---- Provided data

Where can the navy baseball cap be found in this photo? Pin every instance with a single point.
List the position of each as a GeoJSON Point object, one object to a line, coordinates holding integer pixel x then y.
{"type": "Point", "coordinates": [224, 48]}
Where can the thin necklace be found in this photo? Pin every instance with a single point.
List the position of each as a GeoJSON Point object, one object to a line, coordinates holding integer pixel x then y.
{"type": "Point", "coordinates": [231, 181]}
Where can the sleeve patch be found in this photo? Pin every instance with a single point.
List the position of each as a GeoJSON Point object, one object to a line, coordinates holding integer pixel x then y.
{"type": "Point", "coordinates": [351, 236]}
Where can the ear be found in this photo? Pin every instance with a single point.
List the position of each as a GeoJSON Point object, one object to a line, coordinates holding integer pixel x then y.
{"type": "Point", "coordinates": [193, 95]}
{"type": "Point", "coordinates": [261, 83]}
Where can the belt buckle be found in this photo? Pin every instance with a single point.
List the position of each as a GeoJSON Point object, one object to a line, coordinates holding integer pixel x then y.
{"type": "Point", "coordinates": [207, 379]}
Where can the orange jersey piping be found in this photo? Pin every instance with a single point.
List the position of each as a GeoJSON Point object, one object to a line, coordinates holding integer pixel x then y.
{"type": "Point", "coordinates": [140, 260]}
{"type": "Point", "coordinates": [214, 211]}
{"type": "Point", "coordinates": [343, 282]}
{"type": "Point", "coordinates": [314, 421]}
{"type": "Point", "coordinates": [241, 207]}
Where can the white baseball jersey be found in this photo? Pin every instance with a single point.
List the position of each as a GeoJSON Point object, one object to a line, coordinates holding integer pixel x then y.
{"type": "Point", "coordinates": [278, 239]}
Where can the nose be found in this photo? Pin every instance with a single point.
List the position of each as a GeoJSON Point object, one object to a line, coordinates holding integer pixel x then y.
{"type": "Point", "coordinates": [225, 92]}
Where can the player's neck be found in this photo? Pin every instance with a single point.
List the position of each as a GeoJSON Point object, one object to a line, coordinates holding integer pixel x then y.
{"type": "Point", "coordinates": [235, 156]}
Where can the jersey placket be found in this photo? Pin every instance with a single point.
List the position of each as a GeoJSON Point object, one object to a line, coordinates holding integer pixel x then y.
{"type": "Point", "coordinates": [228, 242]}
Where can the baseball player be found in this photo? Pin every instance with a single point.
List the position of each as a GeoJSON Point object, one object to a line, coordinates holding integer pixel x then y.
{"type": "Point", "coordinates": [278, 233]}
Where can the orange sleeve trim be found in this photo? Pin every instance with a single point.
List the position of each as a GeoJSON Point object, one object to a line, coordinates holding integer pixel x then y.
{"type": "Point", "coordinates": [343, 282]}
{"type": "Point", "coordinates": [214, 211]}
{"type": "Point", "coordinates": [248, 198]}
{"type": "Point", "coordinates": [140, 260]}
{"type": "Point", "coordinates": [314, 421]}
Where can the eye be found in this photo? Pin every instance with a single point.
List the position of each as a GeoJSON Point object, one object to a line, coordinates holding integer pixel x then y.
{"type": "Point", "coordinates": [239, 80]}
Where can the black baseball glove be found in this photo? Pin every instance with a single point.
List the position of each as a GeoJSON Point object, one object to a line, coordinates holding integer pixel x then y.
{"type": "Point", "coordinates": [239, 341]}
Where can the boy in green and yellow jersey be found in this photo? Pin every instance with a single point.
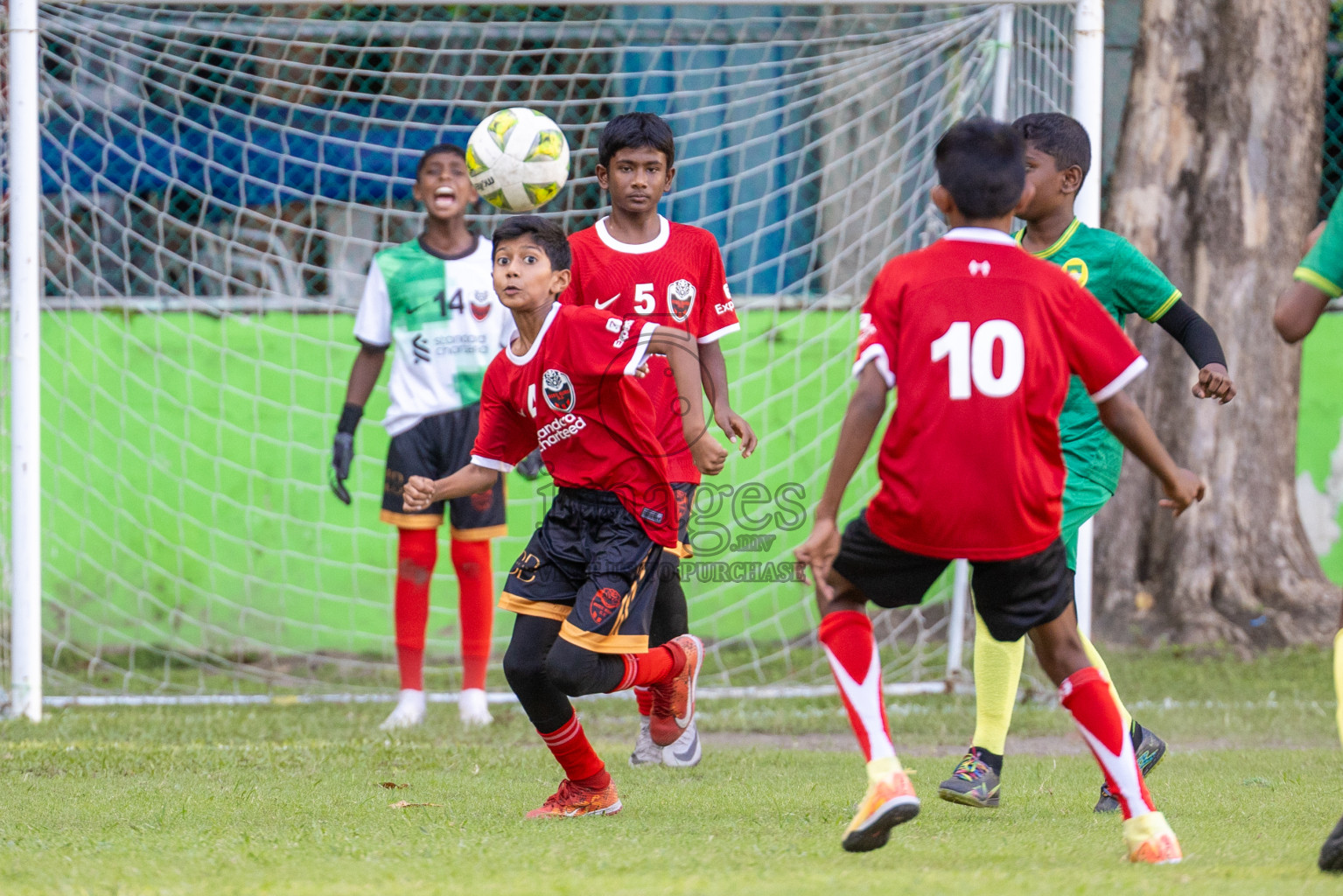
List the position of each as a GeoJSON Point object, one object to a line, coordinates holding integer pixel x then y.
{"type": "Point", "coordinates": [1057, 160]}
{"type": "Point", "coordinates": [1317, 280]}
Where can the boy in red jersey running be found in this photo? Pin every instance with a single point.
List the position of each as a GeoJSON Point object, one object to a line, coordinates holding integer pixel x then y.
{"type": "Point", "coordinates": [982, 339]}
{"type": "Point", "coordinates": [584, 586]}
{"type": "Point", "coordinates": [638, 265]}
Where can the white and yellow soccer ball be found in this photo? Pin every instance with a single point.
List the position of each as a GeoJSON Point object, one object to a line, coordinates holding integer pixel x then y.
{"type": "Point", "coordinates": [517, 158]}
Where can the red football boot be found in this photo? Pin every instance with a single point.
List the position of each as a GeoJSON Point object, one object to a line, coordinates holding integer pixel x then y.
{"type": "Point", "coordinates": [673, 702]}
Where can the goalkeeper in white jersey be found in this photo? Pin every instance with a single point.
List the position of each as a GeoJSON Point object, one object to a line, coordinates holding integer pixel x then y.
{"type": "Point", "coordinates": [433, 301]}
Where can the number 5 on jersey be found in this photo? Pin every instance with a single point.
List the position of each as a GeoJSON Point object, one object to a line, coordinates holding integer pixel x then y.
{"type": "Point", "coordinates": [973, 359]}
{"type": "Point", "coordinates": [644, 301]}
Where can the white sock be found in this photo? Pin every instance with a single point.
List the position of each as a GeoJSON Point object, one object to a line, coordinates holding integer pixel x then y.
{"type": "Point", "coordinates": [473, 707]}
{"type": "Point", "coordinates": [409, 712]}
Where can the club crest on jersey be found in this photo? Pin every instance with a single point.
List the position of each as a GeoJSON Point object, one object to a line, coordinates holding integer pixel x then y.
{"type": "Point", "coordinates": [557, 391]}
{"type": "Point", "coordinates": [481, 305]}
{"type": "Point", "coordinates": [1076, 269]}
{"type": "Point", "coordinates": [603, 604]}
{"type": "Point", "coordinates": [680, 300]}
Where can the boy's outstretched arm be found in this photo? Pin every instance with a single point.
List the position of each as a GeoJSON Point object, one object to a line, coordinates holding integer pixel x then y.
{"type": "Point", "coordinates": [1302, 304]}
{"type": "Point", "coordinates": [861, 419]}
{"type": "Point", "coordinates": [363, 376]}
{"type": "Point", "coordinates": [1200, 341]}
{"type": "Point", "coordinates": [713, 373]}
{"type": "Point", "coordinates": [682, 355]}
{"type": "Point", "coordinates": [1298, 309]}
{"type": "Point", "coordinates": [421, 491]}
{"type": "Point", "coordinates": [1122, 416]}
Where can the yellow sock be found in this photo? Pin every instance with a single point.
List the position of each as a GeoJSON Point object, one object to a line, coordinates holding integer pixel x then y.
{"type": "Point", "coordinates": [1338, 679]}
{"type": "Point", "coordinates": [883, 767]}
{"type": "Point", "coordinates": [997, 676]}
{"type": "Point", "coordinates": [1104, 673]}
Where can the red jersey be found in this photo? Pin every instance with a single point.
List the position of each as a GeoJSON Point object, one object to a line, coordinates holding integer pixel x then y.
{"type": "Point", "coordinates": [575, 396]}
{"type": "Point", "coordinates": [677, 280]}
{"type": "Point", "coordinates": [981, 339]}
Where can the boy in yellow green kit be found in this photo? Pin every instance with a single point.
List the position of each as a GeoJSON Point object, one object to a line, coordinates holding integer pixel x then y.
{"type": "Point", "coordinates": [1057, 160]}
{"type": "Point", "coordinates": [1317, 280]}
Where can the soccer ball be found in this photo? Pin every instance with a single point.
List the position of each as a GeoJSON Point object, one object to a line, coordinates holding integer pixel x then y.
{"type": "Point", "coordinates": [517, 158]}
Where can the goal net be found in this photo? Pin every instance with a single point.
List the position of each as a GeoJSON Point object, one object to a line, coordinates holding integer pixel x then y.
{"type": "Point", "coordinates": [215, 183]}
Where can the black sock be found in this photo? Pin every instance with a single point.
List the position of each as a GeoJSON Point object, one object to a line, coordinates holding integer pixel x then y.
{"type": "Point", "coordinates": [991, 760]}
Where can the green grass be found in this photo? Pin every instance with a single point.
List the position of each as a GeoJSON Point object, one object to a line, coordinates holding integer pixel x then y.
{"type": "Point", "coordinates": [289, 800]}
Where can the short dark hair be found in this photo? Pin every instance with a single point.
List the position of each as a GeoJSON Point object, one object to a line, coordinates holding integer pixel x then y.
{"type": "Point", "coordinates": [549, 235]}
{"type": "Point", "coordinates": [635, 130]}
{"type": "Point", "coordinates": [982, 164]}
{"type": "Point", "coordinates": [451, 150]}
{"type": "Point", "coordinates": [1057, 136]}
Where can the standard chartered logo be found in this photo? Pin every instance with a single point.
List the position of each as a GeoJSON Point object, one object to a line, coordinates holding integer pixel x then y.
{"type": "Point", "coordinates": [559, 429]}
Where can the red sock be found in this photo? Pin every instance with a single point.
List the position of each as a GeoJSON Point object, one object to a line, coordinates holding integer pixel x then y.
{"type": "Point", "coordinates": [1087, 696]}
{"type": "Point", "coordinates": [476, 612]}
{"type": "Point", "coordinates": [416, 554]}
{"type": "Point", "coordinates": [575, 754]}
{"type": "Point", "coordinates": [652, 668]}
{"type": "Point", "coordinates": [853, 660]}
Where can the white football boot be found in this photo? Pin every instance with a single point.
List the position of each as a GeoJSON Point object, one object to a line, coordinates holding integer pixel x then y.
{"type": "Point", "coordinates": [474, 708]}
{"type": "Point", "coordinates": [409, 710]}
{"type": "Point", "coordinates": [685, 751]}
{"type": "Point", "coordinates": [645, 751]}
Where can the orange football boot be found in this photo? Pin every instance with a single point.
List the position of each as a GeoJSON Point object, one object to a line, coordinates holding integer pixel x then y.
{"type": "Point", "coordinates": [1151, 840]}
{"type": "Point", "coordinates": [673, 702]}
{"type": "Point", "coordinates": [571, 801]}
{"type": "Point", "coordinates": [889, 801]}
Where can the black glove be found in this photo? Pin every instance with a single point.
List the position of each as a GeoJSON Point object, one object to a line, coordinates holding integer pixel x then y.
{"type": "Point", "coordinates": [343, 451]}
{"type": "Point", "coordinates": [531, 468]}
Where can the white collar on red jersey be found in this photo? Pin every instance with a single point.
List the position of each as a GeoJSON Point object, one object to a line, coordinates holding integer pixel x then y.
{"type": "Point", "coordinates": [522, 359]}
{"type": "Point", "coordinates": [635, 248]}
{"type": "Point", "coordinates": [979, 235]}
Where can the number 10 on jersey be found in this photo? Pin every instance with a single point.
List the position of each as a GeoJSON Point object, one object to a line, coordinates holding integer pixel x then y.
{"type": "Point", "coordinates": [971, 359]}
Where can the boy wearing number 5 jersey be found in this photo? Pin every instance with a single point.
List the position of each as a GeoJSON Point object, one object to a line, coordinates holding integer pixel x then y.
{"type": "Point", "coordinates": [982, 340]}
{"type": "Point", "coordinates": [638, 265]}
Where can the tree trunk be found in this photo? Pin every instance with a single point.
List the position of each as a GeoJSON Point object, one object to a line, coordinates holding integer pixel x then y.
{"type": "Point", "coordinates": [1217, 180]}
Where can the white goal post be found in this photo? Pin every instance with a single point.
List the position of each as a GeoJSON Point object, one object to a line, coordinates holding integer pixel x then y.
{"type": "Point", "coordinates": [961, 58]}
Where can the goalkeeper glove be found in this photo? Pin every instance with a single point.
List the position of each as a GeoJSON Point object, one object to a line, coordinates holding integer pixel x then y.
{"type": "Point", "coordinates": [531, 468]}
{"type": "Point", "coordinates": [343, 451]}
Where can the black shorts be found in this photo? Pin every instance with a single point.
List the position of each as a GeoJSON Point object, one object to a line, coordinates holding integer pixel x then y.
{"type": "Point", "coordinates": [684, 494]}
{"type": "Point", "coordinates": [1011, 597]}
{"type": "Point", "coordinates": [592, 567]}
{"type": "Point", "coordinates": [438, 446]}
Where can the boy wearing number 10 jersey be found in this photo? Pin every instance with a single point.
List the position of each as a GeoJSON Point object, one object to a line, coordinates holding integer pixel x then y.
{"type": "Point", "coordinates": [982, 340]}
{"type": "Point", "coordinates": [638, 265]}
{"type": "Point", "coordinates": [1124, 283]}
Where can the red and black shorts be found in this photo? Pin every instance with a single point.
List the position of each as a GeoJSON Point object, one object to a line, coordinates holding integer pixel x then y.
{"type": "Point", "coordinates": [684, 494]}
{"type": "Point", "coordinates": [592, 569]}
{"type": "Point", "coordinates": [1011, 597]}
{"type": "Point", "coordinates": [439, 446]}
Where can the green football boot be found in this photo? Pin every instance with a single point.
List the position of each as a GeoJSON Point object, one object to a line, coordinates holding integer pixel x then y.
{"type": "Point", "coordinates": [1149, 752]}
{"type": "Point", "coordinates": [971, 783]}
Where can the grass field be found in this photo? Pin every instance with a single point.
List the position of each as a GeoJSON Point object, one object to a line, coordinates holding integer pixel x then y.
{"type": "Point", "coordinates": [289, 800]}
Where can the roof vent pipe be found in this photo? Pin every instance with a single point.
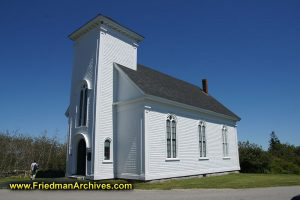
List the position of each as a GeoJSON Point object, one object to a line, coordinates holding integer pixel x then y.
{"type": "Point", "coordinates": [204, 86]}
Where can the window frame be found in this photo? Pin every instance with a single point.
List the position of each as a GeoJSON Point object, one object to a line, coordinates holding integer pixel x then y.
{"type": "Point", "coordinates": [173, 142]}
{"type": "Point", "coordinates": [82, 111]}
{"type": "Point", "coordinates": [110, 160]}
{"type": "Point", "coordinates": [202, 140]}
{"type": "Point", "coordinates": [225, 145]}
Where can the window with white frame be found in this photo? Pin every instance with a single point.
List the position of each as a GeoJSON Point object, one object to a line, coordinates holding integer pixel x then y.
{"type": "Point", "coordinates": [225, 141]}
{"type": "Point", "coordinates": [202, 139]}
{"type": "Point", "coordinates": [82, 117]}
{"type": "Point", "coordinates": [107, 149]}
{"type": "Point", "coordinates": [171, 137]}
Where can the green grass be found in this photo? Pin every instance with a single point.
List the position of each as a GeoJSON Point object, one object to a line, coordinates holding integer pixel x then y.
{"type": "Point", "coordinates": [227, 181]}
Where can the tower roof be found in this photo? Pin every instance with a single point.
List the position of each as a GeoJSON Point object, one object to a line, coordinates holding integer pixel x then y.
{"type": "Point", "coordinates": [101, 19]}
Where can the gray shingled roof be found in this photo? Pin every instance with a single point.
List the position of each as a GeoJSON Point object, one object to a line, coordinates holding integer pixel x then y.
{"type": "Point", "coordinates": [155, 83]}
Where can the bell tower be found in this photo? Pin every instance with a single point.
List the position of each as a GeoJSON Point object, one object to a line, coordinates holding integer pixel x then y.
{"type": "Point", "coordinates": [98, 44]}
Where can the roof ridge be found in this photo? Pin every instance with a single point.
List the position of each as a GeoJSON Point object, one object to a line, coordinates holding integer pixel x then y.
{"type": "Point", "coordinates": [172, 77]}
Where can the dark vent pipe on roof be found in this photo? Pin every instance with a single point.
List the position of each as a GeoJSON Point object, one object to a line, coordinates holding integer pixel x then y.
{"type": "Point", "coordinates": [204, 86]}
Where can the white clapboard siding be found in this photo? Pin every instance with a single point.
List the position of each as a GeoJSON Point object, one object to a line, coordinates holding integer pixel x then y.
{"type": "Point", "coordinates": [188, 163]}
{"type": "Point", "coordinates": [85, 61]}
{"type": "Point", "coordinates": [114, 47]}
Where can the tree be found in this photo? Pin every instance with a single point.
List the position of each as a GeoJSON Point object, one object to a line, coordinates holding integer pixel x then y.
{"type": "Point", "coordinates": [274, 145]}
{"type": "Point", "coordinates": [253, 159]}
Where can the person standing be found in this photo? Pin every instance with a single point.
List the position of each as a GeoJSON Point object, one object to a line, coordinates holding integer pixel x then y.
{"type": "Point", "coordinates": [34, 168]}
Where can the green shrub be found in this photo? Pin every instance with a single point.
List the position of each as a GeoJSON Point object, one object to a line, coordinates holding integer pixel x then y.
{"type": "Point", "coordinates": [281, 166]}
{"type": "Point", "coordinates": [50, 174]}
{"type": "Point", "coordinates": [253, 159]}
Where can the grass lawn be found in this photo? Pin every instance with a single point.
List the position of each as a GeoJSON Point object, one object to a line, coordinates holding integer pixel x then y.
{"type": "Point", "coordinates": [227, 181]}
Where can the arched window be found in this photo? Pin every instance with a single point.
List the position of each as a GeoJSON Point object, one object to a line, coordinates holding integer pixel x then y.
{"type": "Point", "coordinates": [171, 137]}
{"type": "Point", "coordinates": [225, 141]}
{"type": "Point", "coordinates": [83, 105]}
{"type": "Point", "coordinates": [202, 139]}
{"type": "Point", "coordinates": [107, 149]}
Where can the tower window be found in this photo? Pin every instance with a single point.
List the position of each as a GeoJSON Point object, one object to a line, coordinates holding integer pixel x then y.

--------

**Prompt**
Take the line with "Where can the grass lawn" and all lines after it to the last line, and reproduce them exactly.

**Task solution**
Where can the grass lawn be found in this photo? Pin every instance with a single point.
List the position of each as a GeoJSON Point object, one object to a line, coordinates holding integer pixel x then y.
{"type": "Point", "coordinates": [227, 181]}
Where can the arched window be found in this photo? Pin every instance with a single point.
List the position of each as a GeoJSON Point object, one object to a line, coordinates holding integer pixel x then y.
{"type": "Point", "coordinates": [171, 137]}
{"type": "Point", "coordinates": [225, 141]}
{"type": "Point", "coordinates": [83, 105]}
{"type": "Point", "coordinates": [202, 139]}
{"type": "Point", "coordinates": [107, 149]}
Where can the tower window be found in this photo? Pin every instance with a single point.
List the position of each as a GeoJSON Point object, one object to a line, coordinates holding integer pixel x then y.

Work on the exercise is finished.